**Exercise details:**
To complete this task, print all the data below exactly but leave out the images.

Entries taken from a collection:
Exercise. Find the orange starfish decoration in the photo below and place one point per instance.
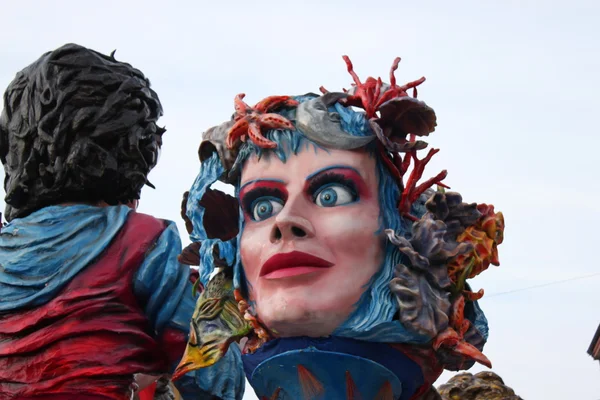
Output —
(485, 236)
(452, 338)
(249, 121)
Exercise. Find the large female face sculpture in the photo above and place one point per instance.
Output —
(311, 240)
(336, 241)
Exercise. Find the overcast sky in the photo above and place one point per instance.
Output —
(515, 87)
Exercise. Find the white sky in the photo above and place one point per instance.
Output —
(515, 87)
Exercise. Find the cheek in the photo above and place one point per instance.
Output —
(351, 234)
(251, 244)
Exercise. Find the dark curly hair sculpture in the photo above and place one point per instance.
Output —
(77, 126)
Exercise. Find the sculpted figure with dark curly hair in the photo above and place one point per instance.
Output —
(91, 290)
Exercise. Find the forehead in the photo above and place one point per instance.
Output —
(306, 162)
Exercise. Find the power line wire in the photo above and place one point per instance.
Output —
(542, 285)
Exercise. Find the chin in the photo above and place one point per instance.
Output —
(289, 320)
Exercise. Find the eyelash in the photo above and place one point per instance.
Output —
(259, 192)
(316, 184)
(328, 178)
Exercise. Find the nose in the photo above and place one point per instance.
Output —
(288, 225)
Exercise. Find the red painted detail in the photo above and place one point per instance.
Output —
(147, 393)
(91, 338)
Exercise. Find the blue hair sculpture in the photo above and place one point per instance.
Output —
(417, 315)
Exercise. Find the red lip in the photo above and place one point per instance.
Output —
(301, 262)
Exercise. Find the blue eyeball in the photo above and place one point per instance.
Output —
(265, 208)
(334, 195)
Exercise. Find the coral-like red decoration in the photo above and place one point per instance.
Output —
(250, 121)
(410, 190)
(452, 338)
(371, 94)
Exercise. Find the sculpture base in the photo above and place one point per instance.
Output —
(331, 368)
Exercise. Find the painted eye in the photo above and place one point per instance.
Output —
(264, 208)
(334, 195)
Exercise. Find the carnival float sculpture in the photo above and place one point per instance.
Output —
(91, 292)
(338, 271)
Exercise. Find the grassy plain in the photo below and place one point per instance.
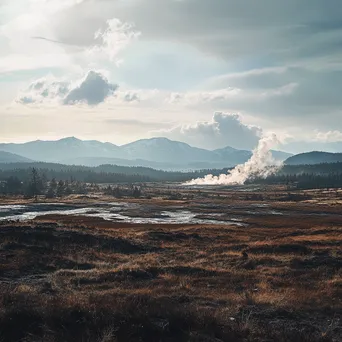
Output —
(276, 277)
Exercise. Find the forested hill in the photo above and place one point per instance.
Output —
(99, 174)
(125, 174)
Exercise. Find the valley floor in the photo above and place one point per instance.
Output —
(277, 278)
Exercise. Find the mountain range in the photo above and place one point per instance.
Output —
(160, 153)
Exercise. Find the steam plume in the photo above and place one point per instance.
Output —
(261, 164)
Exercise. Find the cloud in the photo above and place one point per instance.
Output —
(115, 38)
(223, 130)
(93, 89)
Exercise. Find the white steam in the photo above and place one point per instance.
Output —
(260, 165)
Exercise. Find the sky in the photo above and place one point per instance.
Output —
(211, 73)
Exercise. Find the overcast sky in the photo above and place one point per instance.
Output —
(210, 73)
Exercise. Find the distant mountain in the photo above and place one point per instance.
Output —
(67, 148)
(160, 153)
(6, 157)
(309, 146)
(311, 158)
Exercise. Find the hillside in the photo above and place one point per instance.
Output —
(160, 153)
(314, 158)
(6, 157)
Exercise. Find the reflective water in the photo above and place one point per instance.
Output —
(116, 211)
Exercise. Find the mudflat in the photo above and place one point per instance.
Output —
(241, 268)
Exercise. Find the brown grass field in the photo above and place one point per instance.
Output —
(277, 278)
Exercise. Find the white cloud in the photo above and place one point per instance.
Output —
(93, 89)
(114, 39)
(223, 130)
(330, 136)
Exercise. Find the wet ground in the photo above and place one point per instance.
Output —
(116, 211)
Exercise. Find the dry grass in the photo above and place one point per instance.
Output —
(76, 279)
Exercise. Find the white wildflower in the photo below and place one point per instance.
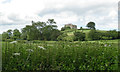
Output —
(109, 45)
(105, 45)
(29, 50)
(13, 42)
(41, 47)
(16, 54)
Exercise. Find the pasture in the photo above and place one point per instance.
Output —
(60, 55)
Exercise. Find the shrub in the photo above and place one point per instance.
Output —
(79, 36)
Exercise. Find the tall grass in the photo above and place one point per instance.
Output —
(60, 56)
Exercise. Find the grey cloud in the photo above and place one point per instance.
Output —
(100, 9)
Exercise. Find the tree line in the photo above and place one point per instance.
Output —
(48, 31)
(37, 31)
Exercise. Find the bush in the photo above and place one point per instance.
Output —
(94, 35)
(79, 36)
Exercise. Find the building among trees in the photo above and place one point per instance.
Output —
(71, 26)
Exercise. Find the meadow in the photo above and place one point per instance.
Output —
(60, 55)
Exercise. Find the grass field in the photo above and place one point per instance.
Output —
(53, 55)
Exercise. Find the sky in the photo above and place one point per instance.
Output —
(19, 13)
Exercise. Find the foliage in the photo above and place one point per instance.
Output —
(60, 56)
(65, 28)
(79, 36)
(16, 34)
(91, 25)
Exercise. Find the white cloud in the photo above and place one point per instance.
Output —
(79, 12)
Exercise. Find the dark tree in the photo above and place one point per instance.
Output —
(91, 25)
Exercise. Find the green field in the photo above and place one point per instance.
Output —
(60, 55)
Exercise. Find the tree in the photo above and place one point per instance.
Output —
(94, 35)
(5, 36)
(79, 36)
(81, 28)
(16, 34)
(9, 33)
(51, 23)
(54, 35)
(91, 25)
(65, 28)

**Problem solution:**
Exercise. Find the orange starfish decoration in the photo below and place one point per instance.
Output —
(485, 236)
(452, 338)
(249, 121)
Exercise. Find the large female face sculpture in the photo above and place one point per instance.
Output —
(311, 240)
(336, 241)
Exercise. Find the overcast sky in the photo above and place one point per instance.
Output —
(515, 87)
Exercise. Find the white sky in the photo above and place one point per instance.
Output —
(515, 87)
Exercise. Find the cheek in the photo above and place one point per instance.
Output —
(351, 234)
(251, 244)
Exercise. Find the dark curly hair sculpture in the photo above and place one point per instance.
Output —
(77, 126)
Exercise. Find the sculpted figure with dark curly hair in the photo above and place one point per instance.
Output —
(91, 290)
Exercise. Find the forehead in the photo above and place one point per instance.
Output —
(306, 162)
Exercise. Find the power line wire in the photo above and place one point per instance.
Output —
(542, 285)
Exercise. Find the chin in the photo above and place one point per instance.
Output —
(289, 320)
Exercise. Find the eyelash in the photo above and place one point per instance.
Output —
(259, 192)
(316, 184)
(328, 178)
Exercise. Find the nose in the photo above and place one point per instance.
Output —
(288, 225)
Exercise. Find the red painted detail in the photo above and place one point per instance.
Output —
(147, 393)
(91, 338)
Exercise. Find the blue hair sculpture in the photo above and place one point per instance.
Output —
(417, 315)
Exercise. Find the red lip in the photo above and place one point per instance.
Output —
(301, 262)
Exercise. Find the blue eyeball in the photo above and place one point per instance.
Output —
(265, 208)
(334, 195)
Exercise. Find the coral-like red decoration in the photo above and place one point per instance.
Output —
(250, 121)
(410, 190)
(452, 338)
(371, 94)
Exercise. Find the sculpture base in the photo above and place one point per instance.
Output —
(331, 368)
Exercise. Find the painted eye in the photo above and place one point per instance.
Output —
(264, 208)
(334, 195)
Exercise. Find the carnival float sculpture in the photo above and place one point per instance.
Output —
(91, 292)
(338, 271)
Exercise. Find the grassy plain in the photo below and place one point per instance.
Output —
(276, 277)
Exercise. Find the forested hill in the photo above and place one point per instance.
Output —
(99, 174)
(125, 174)
Exercise. Find the valley floor in the photo above and place one point per instance.
Output —
(277, 278)
Exercise. Find the mountain range in the photo above and place one point per instance.
Output —
(160, 153)
Exercise. Find the steam plume in the photo above and place one point per instance.
Output —
(261, 164)
Exercise. Find the cloud in the photo above and place one point per instance.
Output —
(115, 38)
(223, 130)
(93, 89)
Exercise. Find the white steam in the photo above and place one point per instance.
Output —
(260, 165)
Exercise. Find the sky in the photo above and place one point per instance.
Output —
(211, 73)
Exercise. Find the overcast sky in the photo above and place one point per instance.
Output —
(210, 73)
Exercise. Find the distant mountain in the photo above and place one point per instance.
Output —
(67, 148)
(160, 153)
(6, 157)
(309, 146)
(311, 158)
Exercise. Find the hillside in the photo above and place one point per instance.
Output —
(160, 153)
(314, 158)
(6, 157)
Exercise. Find the reflective water in the photo above and place one point per instance.
Output —
(116, 211)
Exercise. Find the mudflat in the photo above and place one point per instance.
Output —
(241, 268)
Exercise. Find the brown grass field in the photo above and place one point per instance.
Output —
(277, 278)
Exercise. Find the white cloud in the photo above and place one point per instance.
Output —
(93, 89)
(114, 39)
(223, 130)
(330, 136)
Exercise. Find the wet ground in the photo above and place one point per instance.
Output —
(116, 211)
Exercise. Find the dry grass in the photo above and place one point per instance.
Output —
(76, 279)
Exercise. Find the white wildflower in the photo below and place one point per instance.
Output —
(109, 45)
(105, 45)
(29, 50)
(13, 42)
(41, 47)
(16, 54)
Exercise. Find the pasture in the photo above and place one point per instance.
Output —
(60, 55)
Exercise. Find the shrub in the photo above and place one point per instance.
Output —
(79, 36)
Exercise. Find the tall grass in the photo above and place one point per instance.
Output —
(60, 56)
Exercise. Find the grey cloud in the photo above and place one point per instance.
Output —
(100, 9)
Exercise. Find the tree line in the photo above and place one point per instance.
Output —
(48, 31)
(37, 31)
Exercise. Find the bush in the photo above and place one point per instance.
Output —
(94, 35)
(79, 36)
Exercise. Find the building among trees in the photo above and place one point per instance.
Output —
(71, 26)
Exercise. Find the meadow in the photo above and place one point per instance.
Output —
(60, 55)
Exercise. Find the grass field in the photo above and place one point per instance.
Output —
(53, 55)
Exercise. Find the sky in the photo above and place one point per instance.
Output —
(19, 13)
Exercise. Find the foliage in the photo above and place one point per instance.
Output —
(60, 56)
(65, 28)
(79, 36)
(16, 34)
(91, 25)
Exercise. Find the white cloud in the photo above and place one point per instance.
Output —
(79, 12)
Exercise. Find the dark tree in the photo above and place one point per instance.
Output —
(91, 25)
Exercise. Find the green field in the photo above and place one point per instance.
Output —
(60, 55)
Exercise. Find the tree in the photo above and place one point per instance.
Output —
(94, 35)
(5, 36)
(79, 36)
(81, 28)
(16, 34)
(9, 33)
(51, 23)
(54, 35)
(91, 25)
(65, 28)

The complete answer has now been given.